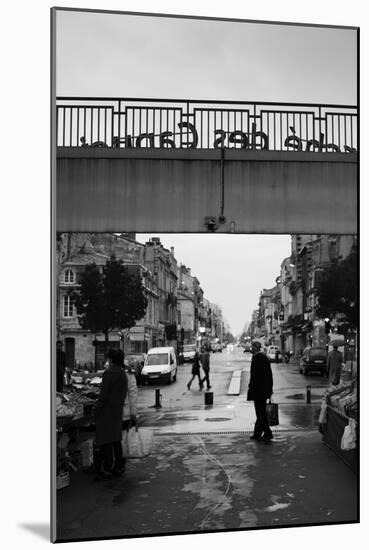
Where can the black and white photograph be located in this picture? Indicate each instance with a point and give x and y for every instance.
(184, 237)
(205, 298)
(206, 275)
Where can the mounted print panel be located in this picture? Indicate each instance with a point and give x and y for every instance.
(205, 275)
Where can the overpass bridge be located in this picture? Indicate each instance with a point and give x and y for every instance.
(149, 165)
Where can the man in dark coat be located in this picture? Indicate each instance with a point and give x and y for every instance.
(108, 416)
(260, 389)
(335, 363)
(60, 366)
(205, 363)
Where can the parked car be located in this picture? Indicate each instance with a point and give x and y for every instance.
(160, 364)
(273, 353)
(314, 359)
(189, 351)
(216, 347)
(136, 360)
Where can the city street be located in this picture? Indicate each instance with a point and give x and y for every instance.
(204, 474)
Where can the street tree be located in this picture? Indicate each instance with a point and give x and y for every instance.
(337, 291)
(109, 299)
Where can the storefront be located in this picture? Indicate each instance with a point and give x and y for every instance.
(339, 412)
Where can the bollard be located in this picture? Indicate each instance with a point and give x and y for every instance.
(308, 394)
(208, 397)
(158, 397)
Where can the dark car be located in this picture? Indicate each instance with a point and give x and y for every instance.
(314, 359)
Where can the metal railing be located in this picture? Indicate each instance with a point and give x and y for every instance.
(166, 123)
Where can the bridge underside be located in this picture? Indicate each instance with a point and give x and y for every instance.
(150, 190)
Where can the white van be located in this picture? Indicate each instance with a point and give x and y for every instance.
(160, 364)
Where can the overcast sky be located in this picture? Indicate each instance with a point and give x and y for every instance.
(146, 56)
(232, 269)
(155, 57)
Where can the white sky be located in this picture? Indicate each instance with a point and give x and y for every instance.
(108, 55)
(232, 269)
(147, 56)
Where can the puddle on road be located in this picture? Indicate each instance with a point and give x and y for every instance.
(217, 419)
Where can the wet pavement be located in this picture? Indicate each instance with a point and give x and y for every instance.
(204, 473)
(210, 482)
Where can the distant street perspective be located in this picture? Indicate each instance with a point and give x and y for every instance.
(198, 466)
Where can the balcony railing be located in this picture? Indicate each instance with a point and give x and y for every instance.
(165, 123)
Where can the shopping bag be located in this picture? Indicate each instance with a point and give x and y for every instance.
(272, 413)
(137, 443)
(348, 441)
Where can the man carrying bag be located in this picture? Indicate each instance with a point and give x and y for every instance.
(260, 390)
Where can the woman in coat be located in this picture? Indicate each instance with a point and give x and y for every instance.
(108, 416)
(130, 404)
(195, 370)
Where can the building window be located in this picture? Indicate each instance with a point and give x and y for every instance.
(69, 276)
(68, 306)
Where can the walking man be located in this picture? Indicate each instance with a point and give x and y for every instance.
(205, 363)
(335, 362)
(195, 371)
(108, 417)
(260, 389)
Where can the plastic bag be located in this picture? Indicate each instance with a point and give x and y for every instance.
(272, 413)
(348, 441)
(137, 443)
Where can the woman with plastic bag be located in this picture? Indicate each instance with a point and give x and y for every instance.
(130, 405)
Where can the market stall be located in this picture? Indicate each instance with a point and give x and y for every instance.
(75, 427)
(338, 421)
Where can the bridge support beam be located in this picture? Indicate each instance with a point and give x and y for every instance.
(174, 190)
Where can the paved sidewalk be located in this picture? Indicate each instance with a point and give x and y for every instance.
(208, 481)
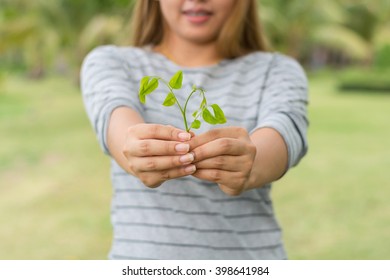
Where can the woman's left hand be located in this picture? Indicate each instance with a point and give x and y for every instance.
(224, 156)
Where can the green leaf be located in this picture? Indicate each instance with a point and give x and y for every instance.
(219, 114)
(144, 81)
(208, 117)
(196, 124)
(142, 98)
(150, 86)
(169, 100)
(177, 80)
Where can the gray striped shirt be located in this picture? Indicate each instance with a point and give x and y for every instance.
(188, 218)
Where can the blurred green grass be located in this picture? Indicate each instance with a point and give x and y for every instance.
(55, 189)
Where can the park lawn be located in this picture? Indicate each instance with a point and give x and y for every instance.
(334, 205)
(55, 189)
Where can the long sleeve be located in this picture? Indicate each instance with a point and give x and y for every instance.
(283, 106)
(106, 84)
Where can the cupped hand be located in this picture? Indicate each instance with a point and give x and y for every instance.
(224, 156)
(156, 153)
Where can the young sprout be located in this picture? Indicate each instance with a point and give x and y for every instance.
(149, 83)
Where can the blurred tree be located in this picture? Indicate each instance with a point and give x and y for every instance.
(298, 27)
(42, 33)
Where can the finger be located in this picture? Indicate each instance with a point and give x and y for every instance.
(161, 163)
(222, 146)
(147, 148)
(228, 163)
(158, 131)
(226, 132)
(154, 179)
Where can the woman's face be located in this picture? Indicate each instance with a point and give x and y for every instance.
(196, 21)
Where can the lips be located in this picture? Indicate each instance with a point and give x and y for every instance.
(197, 16)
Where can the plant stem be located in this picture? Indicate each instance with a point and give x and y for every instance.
(183, 111)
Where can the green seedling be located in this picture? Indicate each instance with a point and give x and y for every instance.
(211, 114)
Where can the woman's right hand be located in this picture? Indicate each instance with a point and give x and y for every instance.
(156, 153)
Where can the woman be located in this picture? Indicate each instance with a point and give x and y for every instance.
(202, 195)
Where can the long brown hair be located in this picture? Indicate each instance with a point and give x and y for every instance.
(241, 34)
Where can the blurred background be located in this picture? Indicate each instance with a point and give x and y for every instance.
(55, 187)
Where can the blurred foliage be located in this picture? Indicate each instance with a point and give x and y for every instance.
(365, 79)
(39, 36)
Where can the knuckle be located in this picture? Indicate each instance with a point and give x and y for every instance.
(148, 180)
(155, 129)
(220, 162)
(165, 175)
(216, 175)
(144, 147)
(225, 144)
(240, 130)
(150, 164)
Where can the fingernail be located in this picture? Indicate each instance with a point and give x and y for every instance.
(182, 147)
(190, 169)
(187, 158)
(184, 136)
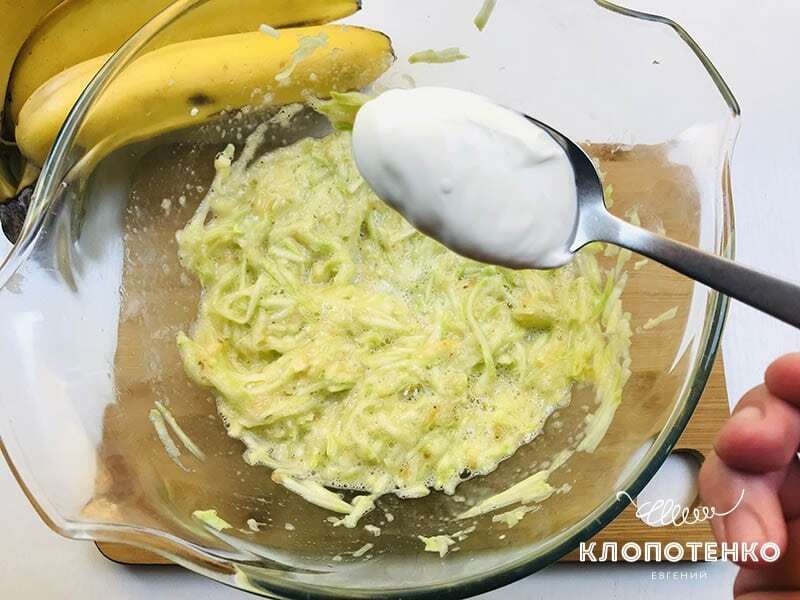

★ ★ ★ ★ ★

What is asked: Extract every line in the rows above that contains the word "green".

Solution to this exercise:
Where can the green leaf be located in this picture? Indicate each instance with a point and give x and y for every instance.
Where can the blurred green grass be located in this picture? Indicate each instance with a point and give x and y for every instance.
Where can the green seedling be located in this picture? Indicate each instance with a point and give x and y for every instance.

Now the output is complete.